Your assignment: Look through the records below for the line with "Query: green leaf". Return that line and each one after it up to and including the line with "find person |", exactly.

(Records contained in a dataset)
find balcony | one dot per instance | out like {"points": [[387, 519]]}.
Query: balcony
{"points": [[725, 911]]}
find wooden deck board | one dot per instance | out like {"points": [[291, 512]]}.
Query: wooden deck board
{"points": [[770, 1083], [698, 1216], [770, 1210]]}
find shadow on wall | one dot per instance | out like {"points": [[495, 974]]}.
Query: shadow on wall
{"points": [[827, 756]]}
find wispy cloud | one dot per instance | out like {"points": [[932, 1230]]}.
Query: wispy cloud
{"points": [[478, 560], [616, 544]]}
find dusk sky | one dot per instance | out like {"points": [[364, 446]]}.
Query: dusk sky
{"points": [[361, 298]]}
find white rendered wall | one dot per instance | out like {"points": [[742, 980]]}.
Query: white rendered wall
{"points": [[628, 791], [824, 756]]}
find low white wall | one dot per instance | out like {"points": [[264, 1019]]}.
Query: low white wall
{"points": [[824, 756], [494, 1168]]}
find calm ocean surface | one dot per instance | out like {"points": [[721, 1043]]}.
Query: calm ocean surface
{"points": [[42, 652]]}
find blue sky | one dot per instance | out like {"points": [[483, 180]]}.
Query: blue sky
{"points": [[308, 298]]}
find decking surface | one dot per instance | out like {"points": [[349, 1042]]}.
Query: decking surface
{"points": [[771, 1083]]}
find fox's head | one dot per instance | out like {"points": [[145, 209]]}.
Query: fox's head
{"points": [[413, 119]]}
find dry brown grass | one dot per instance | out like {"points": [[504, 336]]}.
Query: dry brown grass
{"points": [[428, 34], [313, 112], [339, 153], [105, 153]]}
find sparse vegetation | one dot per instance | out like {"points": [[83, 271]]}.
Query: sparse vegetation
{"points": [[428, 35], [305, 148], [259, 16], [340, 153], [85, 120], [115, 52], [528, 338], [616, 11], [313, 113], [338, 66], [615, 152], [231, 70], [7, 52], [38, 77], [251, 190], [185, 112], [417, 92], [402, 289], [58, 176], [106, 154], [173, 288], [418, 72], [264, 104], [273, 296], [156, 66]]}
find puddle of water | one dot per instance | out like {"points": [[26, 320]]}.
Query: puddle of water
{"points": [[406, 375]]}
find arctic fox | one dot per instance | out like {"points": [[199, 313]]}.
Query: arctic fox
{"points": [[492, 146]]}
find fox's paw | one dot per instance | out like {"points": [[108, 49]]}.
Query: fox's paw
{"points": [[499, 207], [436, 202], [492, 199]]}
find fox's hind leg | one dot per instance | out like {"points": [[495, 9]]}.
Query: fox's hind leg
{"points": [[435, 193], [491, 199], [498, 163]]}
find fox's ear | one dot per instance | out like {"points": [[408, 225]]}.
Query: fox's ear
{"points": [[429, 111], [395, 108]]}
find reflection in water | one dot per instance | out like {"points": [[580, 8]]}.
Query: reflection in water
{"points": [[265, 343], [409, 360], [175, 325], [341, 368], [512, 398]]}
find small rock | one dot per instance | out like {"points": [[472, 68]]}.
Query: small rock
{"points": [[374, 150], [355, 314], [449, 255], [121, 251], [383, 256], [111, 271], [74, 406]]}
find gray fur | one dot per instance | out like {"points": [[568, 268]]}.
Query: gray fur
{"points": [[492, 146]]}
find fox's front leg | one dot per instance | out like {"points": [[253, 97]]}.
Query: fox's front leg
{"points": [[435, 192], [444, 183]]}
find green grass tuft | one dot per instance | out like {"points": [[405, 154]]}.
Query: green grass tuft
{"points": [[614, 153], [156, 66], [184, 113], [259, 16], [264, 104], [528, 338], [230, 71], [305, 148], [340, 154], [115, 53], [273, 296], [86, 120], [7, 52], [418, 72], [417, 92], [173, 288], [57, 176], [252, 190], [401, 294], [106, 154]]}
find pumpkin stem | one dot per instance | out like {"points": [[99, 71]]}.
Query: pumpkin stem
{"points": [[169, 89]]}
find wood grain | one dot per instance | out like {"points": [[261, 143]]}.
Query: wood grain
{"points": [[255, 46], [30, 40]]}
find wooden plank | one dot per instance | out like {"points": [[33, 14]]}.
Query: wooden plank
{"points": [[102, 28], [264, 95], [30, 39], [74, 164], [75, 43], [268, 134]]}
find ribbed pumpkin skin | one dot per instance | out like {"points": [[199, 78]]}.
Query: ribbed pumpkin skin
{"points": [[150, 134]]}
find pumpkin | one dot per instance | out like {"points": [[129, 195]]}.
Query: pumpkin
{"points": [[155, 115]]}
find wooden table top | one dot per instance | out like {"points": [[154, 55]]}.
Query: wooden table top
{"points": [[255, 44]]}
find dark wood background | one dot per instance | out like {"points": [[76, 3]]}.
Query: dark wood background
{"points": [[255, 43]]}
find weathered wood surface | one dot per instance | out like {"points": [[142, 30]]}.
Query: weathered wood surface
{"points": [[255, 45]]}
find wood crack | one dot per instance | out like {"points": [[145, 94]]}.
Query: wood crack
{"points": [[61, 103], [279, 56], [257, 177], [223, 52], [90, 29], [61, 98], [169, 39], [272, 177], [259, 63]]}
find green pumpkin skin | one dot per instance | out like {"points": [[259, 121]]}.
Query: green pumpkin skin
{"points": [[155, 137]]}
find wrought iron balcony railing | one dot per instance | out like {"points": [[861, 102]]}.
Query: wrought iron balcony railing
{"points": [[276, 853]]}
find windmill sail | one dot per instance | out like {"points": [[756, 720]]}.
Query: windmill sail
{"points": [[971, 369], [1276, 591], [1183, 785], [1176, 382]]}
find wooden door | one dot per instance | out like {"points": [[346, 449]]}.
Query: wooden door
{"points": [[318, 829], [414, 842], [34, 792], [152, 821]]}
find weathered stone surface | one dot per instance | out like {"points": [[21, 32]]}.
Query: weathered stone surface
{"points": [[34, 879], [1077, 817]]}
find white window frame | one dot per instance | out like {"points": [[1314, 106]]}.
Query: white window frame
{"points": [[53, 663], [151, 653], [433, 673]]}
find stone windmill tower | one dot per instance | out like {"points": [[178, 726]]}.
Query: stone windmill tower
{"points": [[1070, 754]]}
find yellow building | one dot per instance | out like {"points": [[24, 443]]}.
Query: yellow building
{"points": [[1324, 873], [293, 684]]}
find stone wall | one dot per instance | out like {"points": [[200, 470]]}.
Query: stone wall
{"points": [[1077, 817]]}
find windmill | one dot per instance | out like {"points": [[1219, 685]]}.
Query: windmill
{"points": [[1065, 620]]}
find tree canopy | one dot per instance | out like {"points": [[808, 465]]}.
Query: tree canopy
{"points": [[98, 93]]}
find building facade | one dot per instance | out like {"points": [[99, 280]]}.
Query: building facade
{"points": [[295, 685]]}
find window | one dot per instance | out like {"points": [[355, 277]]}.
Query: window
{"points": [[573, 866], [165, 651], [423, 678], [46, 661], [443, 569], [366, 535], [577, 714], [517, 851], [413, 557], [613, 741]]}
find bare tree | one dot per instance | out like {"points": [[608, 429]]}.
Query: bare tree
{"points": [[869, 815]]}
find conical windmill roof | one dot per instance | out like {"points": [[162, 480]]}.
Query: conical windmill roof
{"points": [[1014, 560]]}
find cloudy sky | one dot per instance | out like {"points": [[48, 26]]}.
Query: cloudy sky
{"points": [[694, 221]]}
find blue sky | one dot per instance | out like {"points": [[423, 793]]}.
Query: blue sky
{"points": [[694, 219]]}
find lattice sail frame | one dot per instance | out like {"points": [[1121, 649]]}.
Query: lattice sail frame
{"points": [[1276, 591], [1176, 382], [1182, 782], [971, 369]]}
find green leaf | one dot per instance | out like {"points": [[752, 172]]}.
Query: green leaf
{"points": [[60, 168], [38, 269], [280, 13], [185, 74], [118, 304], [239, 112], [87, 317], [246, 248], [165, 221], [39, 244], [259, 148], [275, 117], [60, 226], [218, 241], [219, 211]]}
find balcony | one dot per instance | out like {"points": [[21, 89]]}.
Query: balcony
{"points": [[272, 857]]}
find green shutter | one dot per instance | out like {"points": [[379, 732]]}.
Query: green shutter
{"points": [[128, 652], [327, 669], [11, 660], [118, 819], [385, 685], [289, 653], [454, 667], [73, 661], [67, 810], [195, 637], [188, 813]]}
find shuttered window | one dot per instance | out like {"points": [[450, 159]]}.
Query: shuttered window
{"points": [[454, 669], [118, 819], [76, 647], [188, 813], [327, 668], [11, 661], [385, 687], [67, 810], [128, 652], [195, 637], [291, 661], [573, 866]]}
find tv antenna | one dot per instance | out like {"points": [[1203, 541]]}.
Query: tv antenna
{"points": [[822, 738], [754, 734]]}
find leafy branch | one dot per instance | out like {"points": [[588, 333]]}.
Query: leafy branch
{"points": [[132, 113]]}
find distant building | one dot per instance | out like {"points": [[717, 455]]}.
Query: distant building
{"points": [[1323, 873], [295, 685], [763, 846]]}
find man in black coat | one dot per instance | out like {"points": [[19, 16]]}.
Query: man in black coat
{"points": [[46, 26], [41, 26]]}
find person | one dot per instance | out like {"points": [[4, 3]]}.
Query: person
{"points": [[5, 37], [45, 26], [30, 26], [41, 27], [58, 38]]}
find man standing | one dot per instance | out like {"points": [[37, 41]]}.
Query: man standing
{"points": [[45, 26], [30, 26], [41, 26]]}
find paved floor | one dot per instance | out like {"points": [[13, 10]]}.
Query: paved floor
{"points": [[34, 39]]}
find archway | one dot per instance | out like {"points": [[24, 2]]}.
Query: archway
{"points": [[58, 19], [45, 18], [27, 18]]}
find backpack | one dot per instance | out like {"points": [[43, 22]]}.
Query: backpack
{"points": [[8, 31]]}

Answer area:
Query: green leaf
{"points": [[60, 168], [38, 269], [280, 13], [185, 74], [118, 304], [239, 112], [87, 317], [246, 248], [165, 221], [39, 244], [259, 148], [275, 117], [60, 226], [218, 241], [219, 211]]}
find balcony | one dot per instance | out like {"points": [[21, 89]]}.
Query: balcony
{"points": [[272, 857]]}
find green shutter | one dot per instance | out like {"points": [[379, 732]]}.
Query: green shutter
{"points": [[128, 652], [327, 669], [11, 660], [118, 819], [385, 685], [289, 653], [454, 667], [73, 661], [67, 810], [195, 637], [188, 813]]}
find shuttered window | one dot per instance | out like {"points": [[450, 159]]}.
Query: shuttered window
{"points": [[454, 669], [118, 819], [76, 647], [188, 813], [327, 668], [11, 661], [385, 687], [67, 810], [128, 652], [195, 637], [291, 661], [573, 866]]}
find tv antenna | one dot per instance | out like {"points": [[1203, 541]]}.
Query: tv antenna
{"points": [[822, 738], [754, 734]]}
find leafy branch | one dot per instance | out like {"points": [[588, 333]]}.
Query: leafy branch
{"points": [[132, 113]]}
find distant building | one dot per instance | out like {"points": [[717, 455]]}.
Query: distant building
{"points": [[1323, 873], [295, 685], [763, 846]]}
find man in black coat | one dot per instance | out like {"points": [[19, 16]]}.
Query: man in black coat
{"points": [[46, 26], [41, 26]]}
find person | one dot per instance | out like {"points": [[4, 3]]}.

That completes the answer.